Point annotation dataset records:
************

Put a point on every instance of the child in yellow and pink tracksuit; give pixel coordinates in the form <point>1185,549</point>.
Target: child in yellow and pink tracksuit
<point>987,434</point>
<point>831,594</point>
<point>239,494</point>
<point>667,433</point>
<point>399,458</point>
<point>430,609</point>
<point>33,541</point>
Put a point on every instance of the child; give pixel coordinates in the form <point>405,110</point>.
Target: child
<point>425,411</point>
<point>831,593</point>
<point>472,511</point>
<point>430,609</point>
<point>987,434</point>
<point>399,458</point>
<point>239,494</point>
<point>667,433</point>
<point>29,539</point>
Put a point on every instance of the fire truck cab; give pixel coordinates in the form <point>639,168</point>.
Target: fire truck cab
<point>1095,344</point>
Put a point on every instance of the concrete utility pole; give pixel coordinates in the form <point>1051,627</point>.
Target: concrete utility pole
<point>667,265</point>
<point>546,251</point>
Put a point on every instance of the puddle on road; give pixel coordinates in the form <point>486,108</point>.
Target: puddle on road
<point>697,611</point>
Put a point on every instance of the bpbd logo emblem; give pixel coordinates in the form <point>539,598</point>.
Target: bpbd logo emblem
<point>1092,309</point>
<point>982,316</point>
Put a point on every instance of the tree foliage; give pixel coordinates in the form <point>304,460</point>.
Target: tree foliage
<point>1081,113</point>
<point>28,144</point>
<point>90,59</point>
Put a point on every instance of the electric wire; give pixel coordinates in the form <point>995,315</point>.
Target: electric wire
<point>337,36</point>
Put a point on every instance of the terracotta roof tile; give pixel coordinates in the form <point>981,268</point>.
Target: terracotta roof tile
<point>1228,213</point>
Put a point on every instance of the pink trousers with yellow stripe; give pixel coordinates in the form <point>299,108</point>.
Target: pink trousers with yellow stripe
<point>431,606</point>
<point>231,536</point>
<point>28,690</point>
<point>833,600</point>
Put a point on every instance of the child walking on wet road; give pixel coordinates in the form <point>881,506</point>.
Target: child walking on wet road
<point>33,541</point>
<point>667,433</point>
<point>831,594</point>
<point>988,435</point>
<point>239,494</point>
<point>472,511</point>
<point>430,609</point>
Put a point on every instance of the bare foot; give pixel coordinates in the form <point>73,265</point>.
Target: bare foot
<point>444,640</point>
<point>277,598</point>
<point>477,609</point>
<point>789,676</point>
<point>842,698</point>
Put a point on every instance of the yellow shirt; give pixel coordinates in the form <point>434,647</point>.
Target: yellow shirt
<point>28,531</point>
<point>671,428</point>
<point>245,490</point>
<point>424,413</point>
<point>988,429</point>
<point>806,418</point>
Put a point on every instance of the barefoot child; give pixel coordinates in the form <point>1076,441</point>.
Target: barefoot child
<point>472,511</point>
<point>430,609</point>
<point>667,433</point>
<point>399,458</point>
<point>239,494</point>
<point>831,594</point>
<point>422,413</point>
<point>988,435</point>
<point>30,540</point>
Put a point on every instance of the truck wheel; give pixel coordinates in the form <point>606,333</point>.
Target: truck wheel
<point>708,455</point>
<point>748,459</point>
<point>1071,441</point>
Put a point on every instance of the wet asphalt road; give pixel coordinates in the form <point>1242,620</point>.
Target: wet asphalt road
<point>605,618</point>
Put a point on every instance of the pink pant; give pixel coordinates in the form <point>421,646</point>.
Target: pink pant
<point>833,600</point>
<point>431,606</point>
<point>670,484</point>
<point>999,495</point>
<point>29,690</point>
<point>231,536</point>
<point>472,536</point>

************

Request =
Swap every "electric wire" in the listing for "power line" and reproduce the whole listing with no other changes.

Complete answer =
Put a point on every instance of the child in yellow and pink tracksuit; give pixel coordinates in the form <point>1185,549</point>.
Target: child in yellow and pink tracksuit
<point>987,434</point>
<point>831,594</point>
<point>239,494</point>
<point>667,433</point>
<point>399,458</point>
<point>430,609</point>
<point>33,541</point>
Put a point on every instance of the child; give pixel coordinates in the form <point>405,110</point>.
Target: child
<point>425,411</point>
<point>831,593</point>
<point>472,511</point>
<point>430,609</point>
<point>987,434</point>
<point>399,458</point>
<point>239,494</point>
<point>667,433</point>
<point>29,539</point>
Put a point on every instance of the fire truck cab; give pixel coordinates in the form <point>639,168</point>.
Target: fire truck cab
<point>1095,344</point>
Put a point on every instance of the concrete utility pole; give pixel coordinates in the form <point>1051,627</point>.
Target: concrete utility pole
<point>667,265</point>
<point>546,251</point>
Put a point on every instance of the puddle on road; give pixel coordinates in the form <point>486,108</point>.
Target: puddle on road
<point>697,611</point>
Put a point on every instance of the bpbd logo emblem; give pixel coordinates in the form <point>539,598</point>.
Target: bpbd logo emblem
<point>1092,309</point>
<point>982,316</point>
Put a point on every instance of the tree foliage; give pixel coordinates in the form <point>304,460</point>.
Target: tree foliage
<point>1081,113</point>
<point>28,144</point>
<point>90,59</point>
Put a point on every instance of the power line; give pixel coordinates in the form <point>995,315</point>.
Target: power line
<point>337,36</point>
Put a point on every instance of the terracotta roof tile; give pixel coordinates in the form <point>981,268</point>.
Target: terracotta roof tile
<point>1228,213</point>
Put a point on every instance of the pink trousers with yellow stripe; give pixel coordinates in the form <point>299,108</point>.
Target: pink trousers with yellow stripe
<point>431,606</point>
<point>231,536</point>
<point>28,690</point>
<point>833,600</point>
Put a point on every instance of the child walking on wet road; give pixel coordinates in the form <point>881,506</point>.
Target: child walking on wet road
<point>33,541</point>
<point>667,433</point>
<point>831,594</point>
<point>988,435</point>
<point>239,494</point>
<point>472,511</point>
<point>430,609</point>
Put a point on every instance of the bare foot; give pixel coordinates in the form <point>73,265</point>.
Target: bare foot
<point>444,640</point>
<point>277,598</point>
<point>477,609</point>
<point>789,676</point>
<point>842,698</point>
Put a point on every instance of the yellow shirt; give pixel coordinates in the form <point>434,647</point>.
Target: yellow shirt
<point>28,531</point>
<point>671,428</point>
<point>245,490</point>
<point>424,413</point>
<point>988,429</point>
<point>806,418</point>
Put a point on every instance of the barefoot child; give pixel coordinates in the form <point>1076,441</point>.
Target: barefoot child
<point>472,511</point>
<point>430,609</point>
<point>667,433</point>
<point>399,458</point>
<point>239,494</point>
<point>831,594</point>
<point>422,413</point>
<point>988,435</point>
<point>30,540</point>
Put a point on every instance of the truck wheel; give pixel coordinates in the form <point>606,333</point>.
Target: truck wheel
<point>708,455</point>
<point>748,459</point>
<point>1071,441</point>
Put a point on every instance of the wet asphalt road; give pixel coordinates in the form <point>1242,620</point>.
Target: wet asphalt road
<point>605,618</point>
Put a point on every instance of the pink pant; give pixel coordinates in the form <point>421,646</point>.
Target: pink pant
<point>833,600</point>
<point>431,606</point>
<point>670,484</point>
<point>999,495</point>
<point>29,690</point>
<point>231,536</point>
<point>472,536</point>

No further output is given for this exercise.